Passage to read START

Knowledge of family ancestry remains strong among the Nuxalk, including villages of descent, family crests, as well as songs and dances that recount the history and myth in smayusta. Nuxalk religion includes belief in a creator god (Alhkwʼntam), a war goddess (Qamaits) and a sea god (Qʼumakwa), among others. Nuxalk society remains close-knit and embraces traditional beliefs.

The Nuxalk as a people and via their established and titles to their traditional territory continue to maintain their traditional systems of governance, based on their long and rich cultural history and continued use and occupation.

The Nuxalk Nation has long asserted its rights and obligations and has never ceded, sold, surrendered, nor lost traditional lands through act of war or by treaty. The Nuxalk remain strongly against entering any treaty process.

Passage to read END

▸ Task set:
[A] According to the Nuxalk passage, which figure in Nuxalk religion is a war goddess?
[B] From the Nuxalk passage, copy word for word the stretch from "Knowledge of family" through "any treaty process.".

Study material START

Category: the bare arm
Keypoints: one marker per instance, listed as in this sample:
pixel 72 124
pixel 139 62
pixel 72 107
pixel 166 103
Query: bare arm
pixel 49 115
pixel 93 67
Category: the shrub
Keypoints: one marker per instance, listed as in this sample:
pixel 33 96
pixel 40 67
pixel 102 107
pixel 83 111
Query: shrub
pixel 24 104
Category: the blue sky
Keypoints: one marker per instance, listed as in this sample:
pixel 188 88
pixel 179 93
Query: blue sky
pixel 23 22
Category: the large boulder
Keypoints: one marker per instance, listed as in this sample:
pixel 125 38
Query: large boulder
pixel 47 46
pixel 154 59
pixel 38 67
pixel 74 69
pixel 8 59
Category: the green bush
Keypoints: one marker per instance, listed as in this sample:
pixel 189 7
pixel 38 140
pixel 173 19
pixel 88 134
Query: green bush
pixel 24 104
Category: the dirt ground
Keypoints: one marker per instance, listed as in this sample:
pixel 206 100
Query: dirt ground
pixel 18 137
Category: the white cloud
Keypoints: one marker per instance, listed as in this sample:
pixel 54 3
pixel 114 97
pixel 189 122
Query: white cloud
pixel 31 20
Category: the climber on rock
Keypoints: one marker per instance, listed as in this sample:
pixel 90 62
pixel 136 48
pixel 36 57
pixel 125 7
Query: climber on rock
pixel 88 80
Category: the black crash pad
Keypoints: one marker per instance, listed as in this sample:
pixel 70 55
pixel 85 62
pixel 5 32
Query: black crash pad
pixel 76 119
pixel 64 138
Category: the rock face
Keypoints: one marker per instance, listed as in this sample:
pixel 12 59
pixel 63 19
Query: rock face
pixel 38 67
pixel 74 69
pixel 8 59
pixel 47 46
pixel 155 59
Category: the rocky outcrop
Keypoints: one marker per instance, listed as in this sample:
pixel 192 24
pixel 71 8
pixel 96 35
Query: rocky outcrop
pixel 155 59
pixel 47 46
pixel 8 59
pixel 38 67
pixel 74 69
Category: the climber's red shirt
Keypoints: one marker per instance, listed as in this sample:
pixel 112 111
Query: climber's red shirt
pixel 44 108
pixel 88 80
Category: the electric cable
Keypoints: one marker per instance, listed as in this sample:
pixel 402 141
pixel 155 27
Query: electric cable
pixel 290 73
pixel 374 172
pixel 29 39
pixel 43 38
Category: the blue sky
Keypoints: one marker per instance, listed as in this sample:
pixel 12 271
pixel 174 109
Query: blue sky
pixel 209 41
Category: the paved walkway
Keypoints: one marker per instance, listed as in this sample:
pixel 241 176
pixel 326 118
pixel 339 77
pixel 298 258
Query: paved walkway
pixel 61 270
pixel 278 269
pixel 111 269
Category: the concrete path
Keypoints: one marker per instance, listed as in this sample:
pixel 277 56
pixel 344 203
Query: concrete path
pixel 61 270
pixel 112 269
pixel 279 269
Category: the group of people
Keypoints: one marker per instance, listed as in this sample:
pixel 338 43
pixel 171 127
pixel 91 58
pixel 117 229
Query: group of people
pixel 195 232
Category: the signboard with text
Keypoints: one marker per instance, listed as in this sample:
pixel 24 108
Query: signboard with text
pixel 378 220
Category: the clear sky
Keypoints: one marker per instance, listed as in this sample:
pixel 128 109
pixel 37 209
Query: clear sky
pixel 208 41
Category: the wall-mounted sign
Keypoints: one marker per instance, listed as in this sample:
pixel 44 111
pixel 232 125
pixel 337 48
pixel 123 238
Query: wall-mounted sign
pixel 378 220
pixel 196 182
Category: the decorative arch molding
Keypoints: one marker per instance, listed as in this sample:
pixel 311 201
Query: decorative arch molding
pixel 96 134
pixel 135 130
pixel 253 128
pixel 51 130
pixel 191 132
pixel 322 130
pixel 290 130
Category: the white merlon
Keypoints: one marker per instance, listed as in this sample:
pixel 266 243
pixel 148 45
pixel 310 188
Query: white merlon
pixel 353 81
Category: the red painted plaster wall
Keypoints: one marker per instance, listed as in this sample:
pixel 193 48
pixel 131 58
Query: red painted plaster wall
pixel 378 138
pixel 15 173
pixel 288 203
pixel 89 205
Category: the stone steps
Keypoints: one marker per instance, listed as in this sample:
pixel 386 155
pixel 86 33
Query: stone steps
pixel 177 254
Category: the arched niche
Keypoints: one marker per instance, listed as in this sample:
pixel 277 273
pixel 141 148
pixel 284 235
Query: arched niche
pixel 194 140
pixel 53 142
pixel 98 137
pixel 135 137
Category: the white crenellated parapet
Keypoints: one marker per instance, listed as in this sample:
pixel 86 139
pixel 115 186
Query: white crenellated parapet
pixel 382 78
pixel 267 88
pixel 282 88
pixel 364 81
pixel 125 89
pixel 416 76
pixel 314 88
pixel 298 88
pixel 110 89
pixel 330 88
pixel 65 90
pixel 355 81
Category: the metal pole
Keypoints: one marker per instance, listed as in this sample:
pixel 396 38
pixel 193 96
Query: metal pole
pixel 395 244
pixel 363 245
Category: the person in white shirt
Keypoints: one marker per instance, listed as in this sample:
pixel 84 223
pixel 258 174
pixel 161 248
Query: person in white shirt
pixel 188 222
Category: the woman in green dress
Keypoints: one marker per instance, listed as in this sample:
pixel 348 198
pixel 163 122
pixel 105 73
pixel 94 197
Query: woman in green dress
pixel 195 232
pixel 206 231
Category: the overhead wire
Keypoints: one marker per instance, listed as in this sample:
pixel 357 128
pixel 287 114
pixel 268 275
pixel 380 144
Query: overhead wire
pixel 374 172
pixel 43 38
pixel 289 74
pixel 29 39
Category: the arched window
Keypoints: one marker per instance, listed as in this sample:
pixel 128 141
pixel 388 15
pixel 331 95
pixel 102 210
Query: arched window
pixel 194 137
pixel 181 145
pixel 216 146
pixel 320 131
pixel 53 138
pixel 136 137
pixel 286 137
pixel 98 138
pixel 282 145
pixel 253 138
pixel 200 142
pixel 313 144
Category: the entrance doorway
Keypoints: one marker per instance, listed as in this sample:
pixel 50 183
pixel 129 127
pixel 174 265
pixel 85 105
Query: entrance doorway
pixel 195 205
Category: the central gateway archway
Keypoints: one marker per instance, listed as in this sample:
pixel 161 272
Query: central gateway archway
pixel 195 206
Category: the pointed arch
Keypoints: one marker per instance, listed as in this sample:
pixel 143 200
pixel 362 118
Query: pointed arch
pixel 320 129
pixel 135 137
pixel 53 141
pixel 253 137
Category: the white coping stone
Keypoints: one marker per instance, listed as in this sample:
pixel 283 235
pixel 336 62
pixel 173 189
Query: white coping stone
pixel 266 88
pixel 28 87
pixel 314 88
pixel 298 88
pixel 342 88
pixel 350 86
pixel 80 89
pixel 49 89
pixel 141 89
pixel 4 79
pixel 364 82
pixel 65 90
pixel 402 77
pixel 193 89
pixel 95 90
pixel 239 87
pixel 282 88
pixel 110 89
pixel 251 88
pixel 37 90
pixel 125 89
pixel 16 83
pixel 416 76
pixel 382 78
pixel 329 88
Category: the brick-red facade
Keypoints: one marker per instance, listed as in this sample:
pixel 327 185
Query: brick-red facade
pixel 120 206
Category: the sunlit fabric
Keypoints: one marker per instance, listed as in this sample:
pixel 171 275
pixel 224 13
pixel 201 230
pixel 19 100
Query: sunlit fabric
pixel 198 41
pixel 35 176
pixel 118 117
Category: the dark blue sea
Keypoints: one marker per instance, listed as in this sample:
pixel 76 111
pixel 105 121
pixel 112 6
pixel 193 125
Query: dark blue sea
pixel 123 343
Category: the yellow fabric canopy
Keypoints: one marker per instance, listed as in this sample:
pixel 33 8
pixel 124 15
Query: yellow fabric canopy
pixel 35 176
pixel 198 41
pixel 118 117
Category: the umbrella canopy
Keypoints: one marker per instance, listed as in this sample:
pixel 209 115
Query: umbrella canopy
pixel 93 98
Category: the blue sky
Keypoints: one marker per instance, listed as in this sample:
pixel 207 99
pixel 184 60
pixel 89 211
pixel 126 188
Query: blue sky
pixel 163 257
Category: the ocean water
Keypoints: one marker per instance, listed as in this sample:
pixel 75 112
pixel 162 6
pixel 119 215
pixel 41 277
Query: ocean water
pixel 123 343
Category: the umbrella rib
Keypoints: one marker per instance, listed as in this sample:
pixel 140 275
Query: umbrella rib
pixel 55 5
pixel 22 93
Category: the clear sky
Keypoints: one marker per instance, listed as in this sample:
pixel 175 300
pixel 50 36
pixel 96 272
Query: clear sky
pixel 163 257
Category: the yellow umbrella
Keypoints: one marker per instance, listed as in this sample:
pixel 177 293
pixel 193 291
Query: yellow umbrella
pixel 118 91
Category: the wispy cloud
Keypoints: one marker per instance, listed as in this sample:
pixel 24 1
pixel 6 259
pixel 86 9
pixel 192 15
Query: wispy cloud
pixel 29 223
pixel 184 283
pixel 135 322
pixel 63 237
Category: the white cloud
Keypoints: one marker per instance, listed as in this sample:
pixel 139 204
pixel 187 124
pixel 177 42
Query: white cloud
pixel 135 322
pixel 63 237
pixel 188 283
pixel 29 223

Study material END

▸ Solutions to the problems:
[A] Qamaits

[B]
Knowledge of family ancestry remains strong among the Nuxalk, including villages of descent, family crests, as well as songs and dances that recount the history and myth in smayusta. Nuxalk religion includes belief in a creator god (Alhkwʼntam), a war goddess (Qamaits) and a sea god (Qʼumakwa), among others. Nuxalk society remains close-knit and embraces traditional beliefs.

The Nuxalk as a people and via their established and titles to their traditional territory continue to maintain their traditional systems of governance, based on their long and rich cultural history and continued use and occupation.

The Nuxalk Nation has long asserted its rights and obligations and has never ceded, sold, surrendered, nor lost traditional lands through act of war or by treaty. The Nuxalk remain strongly against entering any treaty process.